Write out the Windows Firewall passage below word for word, keeping every line and bullet as it appears.

begin EXCERPT TO READ

You notice nothing if a packet is dropped, but you can (at your option) create a log of all such events.

Using Windows Firewall with different network types

Windows Firewall maintains a separate profile (that is, a complete collection of settings, including rules for various programs, services, and ports) for each of three network types:

  • Domain:
    Used when your computer is joined to an Active Directory domain. In this environment, firewall settings are typically (but not necessarily) controlled by a network administrator.
  • Private:
    Used when your computer is connected to a home or work network in a workgroup configuration.
  • Guest or public:
    Used when your computer is connected to a network in a public location, such as an airport or a library. It's common-indeed, recommended-to have fewer allowed programs and more restrictions when you use a public network.

If you're simultaneously connected to more than one network (for example, if you have a Wi-Fi connection to your home network while you're connected to your work domain through a virtual private network, or VPN, connection), Windows uses the appropriate profile for each connection with a feature called multiple active firewall profiles (MAFP).

end EXCERPT TO READ
begin RECORDS PROVIDED

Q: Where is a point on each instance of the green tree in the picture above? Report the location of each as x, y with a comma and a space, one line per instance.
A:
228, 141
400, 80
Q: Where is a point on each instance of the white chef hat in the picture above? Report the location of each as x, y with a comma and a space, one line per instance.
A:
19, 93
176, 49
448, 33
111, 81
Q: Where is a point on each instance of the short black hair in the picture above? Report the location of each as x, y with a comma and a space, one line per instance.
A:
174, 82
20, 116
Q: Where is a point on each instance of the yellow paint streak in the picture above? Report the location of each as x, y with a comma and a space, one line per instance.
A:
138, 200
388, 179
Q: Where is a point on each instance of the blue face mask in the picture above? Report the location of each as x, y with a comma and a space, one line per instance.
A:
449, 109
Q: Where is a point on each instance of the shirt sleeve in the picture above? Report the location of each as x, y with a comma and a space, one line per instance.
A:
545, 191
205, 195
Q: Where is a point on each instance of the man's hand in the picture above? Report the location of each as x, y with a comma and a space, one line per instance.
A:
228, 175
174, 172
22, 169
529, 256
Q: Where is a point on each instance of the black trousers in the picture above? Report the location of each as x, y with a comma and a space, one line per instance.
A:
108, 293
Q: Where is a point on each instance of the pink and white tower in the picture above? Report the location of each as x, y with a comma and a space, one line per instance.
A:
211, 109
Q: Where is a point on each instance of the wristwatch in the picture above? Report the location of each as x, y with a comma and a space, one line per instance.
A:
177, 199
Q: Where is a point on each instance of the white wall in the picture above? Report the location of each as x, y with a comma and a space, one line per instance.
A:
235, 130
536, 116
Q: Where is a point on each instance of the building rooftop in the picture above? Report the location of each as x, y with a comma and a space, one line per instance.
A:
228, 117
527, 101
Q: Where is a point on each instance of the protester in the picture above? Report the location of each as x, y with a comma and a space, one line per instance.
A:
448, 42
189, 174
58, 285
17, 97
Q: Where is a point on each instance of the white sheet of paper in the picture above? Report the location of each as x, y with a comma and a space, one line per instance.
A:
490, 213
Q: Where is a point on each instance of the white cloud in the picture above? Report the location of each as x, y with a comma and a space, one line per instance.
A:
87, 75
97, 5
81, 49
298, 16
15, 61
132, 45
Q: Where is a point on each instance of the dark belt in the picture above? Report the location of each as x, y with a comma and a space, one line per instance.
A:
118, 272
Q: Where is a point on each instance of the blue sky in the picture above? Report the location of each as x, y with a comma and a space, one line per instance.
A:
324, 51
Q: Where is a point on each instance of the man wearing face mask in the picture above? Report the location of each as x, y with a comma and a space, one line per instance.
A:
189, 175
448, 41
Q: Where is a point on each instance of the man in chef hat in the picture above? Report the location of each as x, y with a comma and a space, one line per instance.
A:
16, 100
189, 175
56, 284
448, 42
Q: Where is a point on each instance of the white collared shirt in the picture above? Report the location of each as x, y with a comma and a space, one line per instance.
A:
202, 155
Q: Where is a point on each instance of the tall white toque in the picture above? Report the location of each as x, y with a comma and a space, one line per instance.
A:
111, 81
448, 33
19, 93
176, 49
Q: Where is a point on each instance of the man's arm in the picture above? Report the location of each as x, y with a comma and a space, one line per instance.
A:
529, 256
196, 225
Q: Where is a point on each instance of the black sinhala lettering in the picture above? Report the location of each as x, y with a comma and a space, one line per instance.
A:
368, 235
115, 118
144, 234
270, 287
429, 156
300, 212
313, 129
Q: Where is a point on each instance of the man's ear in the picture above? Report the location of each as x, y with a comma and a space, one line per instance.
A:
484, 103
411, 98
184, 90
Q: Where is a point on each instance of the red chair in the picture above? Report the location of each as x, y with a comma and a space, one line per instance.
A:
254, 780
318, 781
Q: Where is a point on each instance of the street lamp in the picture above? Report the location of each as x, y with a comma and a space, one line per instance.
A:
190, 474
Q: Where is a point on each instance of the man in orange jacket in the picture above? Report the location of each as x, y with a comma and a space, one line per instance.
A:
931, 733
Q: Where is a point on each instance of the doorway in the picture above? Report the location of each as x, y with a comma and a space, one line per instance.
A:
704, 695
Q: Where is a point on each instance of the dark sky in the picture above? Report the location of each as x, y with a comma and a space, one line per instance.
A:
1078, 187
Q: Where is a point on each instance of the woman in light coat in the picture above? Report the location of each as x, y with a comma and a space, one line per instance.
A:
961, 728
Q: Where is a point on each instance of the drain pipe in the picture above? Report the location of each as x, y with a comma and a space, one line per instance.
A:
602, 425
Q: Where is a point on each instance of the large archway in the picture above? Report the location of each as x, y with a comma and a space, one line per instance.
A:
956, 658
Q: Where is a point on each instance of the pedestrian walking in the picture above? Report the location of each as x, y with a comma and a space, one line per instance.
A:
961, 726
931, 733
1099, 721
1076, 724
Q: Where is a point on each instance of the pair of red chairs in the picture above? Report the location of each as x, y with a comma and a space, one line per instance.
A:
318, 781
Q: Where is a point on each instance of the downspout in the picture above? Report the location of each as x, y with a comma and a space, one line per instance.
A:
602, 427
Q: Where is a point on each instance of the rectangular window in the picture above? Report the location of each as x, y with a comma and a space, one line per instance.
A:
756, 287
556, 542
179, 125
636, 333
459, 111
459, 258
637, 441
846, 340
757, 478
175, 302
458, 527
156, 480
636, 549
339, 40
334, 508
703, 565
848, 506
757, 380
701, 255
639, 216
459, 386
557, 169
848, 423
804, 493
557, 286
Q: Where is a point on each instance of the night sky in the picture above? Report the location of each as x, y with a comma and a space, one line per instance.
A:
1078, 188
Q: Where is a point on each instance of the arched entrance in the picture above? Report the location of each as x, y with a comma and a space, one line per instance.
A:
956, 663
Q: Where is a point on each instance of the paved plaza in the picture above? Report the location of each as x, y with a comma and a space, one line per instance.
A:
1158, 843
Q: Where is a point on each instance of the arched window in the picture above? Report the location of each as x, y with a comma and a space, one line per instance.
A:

end RECORDS PROVIDED

FINISHED ANSWER >>
You notice nothing if a packet is dropped, but you can (at your option) create a log of all such events.

Using Windows Firewall with different network types

Windows Firewall maintains a separate profile (that is, a complete collection of settings, including rules for various programs, services, and ports) for each of three network types:

  • Domain:
    Used when your computer is joined to an Active Directory domain. In this environment, firewall settings are typically (but not necessarily) controlled by a network administrator.
  • Private:
    Used when your computer is connected to a home or work network in a workgroup configuration.
  • Guest or public:
    Used when your computer is connected to a network in a public location, such as an airport or a library. It's common-indeed, recommended-to have fewer allowed programs and more restrictions when you use a public network.

If you're simultaneously connected to more than one network (for example, if you have a Wi-Fi connection to your home network while you're connected to your work domain through a virtual private network, or VPN, connection), Windows uses the appropriate profile for each connection with a feature called multiple active firewall profiles (MAFP).